_DATA SUPPLIED_
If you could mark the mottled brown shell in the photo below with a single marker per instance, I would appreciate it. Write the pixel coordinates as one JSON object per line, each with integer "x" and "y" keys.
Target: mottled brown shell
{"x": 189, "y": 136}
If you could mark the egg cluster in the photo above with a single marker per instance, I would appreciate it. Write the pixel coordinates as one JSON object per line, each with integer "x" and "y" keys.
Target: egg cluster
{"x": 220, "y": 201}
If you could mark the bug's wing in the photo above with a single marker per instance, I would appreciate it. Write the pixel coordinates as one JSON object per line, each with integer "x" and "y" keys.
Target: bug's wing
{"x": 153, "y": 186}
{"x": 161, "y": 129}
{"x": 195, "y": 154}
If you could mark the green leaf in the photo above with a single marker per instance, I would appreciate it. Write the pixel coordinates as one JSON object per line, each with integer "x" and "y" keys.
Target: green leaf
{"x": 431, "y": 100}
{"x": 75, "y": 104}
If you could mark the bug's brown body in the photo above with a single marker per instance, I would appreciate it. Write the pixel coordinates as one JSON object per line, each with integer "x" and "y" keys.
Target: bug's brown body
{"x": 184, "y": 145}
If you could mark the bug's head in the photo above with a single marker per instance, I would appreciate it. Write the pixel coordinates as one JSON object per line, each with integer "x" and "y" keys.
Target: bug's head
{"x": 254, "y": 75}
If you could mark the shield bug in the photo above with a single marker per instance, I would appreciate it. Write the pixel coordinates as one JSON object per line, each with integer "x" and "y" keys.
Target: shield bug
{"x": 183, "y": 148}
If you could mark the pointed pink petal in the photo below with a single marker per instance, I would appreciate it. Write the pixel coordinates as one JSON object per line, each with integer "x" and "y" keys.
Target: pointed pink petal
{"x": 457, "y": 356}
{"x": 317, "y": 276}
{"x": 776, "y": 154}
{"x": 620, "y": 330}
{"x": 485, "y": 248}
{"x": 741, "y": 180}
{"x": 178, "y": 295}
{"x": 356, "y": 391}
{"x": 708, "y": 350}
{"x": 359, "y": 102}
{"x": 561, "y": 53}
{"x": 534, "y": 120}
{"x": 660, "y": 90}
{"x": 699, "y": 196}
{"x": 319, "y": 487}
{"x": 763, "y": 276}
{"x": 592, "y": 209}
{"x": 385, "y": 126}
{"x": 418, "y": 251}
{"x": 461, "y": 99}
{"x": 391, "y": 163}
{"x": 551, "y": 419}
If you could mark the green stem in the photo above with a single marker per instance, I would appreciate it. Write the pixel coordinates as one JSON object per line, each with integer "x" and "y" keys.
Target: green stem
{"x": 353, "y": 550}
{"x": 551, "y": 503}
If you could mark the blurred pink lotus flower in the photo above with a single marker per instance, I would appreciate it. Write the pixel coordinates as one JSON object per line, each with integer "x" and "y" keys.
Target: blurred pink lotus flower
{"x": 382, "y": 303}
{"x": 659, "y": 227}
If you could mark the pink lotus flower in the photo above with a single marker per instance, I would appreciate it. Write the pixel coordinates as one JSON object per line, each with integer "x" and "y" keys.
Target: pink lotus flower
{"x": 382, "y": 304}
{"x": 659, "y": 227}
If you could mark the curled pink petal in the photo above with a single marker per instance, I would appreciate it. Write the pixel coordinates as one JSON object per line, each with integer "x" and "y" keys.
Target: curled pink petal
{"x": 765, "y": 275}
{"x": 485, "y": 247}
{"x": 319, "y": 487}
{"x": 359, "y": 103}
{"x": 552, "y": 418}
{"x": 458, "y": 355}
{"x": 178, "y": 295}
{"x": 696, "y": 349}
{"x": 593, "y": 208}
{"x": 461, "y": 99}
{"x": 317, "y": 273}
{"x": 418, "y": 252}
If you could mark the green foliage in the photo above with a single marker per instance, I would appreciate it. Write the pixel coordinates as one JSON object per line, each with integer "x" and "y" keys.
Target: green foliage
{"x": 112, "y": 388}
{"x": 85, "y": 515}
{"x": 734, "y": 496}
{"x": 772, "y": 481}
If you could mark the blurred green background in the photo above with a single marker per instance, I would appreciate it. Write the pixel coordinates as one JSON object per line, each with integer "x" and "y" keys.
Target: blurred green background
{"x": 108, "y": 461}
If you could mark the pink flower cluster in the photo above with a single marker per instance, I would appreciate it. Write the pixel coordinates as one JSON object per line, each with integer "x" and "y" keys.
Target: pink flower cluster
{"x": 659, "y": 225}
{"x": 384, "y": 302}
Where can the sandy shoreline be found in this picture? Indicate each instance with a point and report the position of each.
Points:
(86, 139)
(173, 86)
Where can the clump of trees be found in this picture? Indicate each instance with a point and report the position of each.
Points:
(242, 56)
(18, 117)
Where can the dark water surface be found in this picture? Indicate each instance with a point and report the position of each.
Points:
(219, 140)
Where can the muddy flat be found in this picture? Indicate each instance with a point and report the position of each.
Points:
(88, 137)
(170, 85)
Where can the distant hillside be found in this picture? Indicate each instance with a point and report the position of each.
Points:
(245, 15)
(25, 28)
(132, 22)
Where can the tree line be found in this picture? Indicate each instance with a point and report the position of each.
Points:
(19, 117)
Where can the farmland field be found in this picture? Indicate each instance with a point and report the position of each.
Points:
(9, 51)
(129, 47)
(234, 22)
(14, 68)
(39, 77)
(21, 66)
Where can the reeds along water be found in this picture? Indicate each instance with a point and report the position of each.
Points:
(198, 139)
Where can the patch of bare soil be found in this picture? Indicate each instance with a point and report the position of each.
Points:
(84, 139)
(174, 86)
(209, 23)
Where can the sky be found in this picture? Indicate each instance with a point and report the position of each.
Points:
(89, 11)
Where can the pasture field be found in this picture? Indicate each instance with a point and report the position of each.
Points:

_PROBLEM DETAILS_
Within the data above, the span starting at the line containing "Target: green foliage" and ending at the line containing "If you could mark the blurred green" is to be retyped exactly, with no other lines.

_OUTPUT_
Target: green foliage
{"x": 112, "y": 388}
{"x": 85, "y": 515}
{"x": 734, "y": 496}
{"x": 772, "y": 481}
If you could mark the blurred green background in the photo above with a single marker per instance, I would appreciate it. Write the pixel coordinates as one JSON object per line, each with integer "x" and "y" keys.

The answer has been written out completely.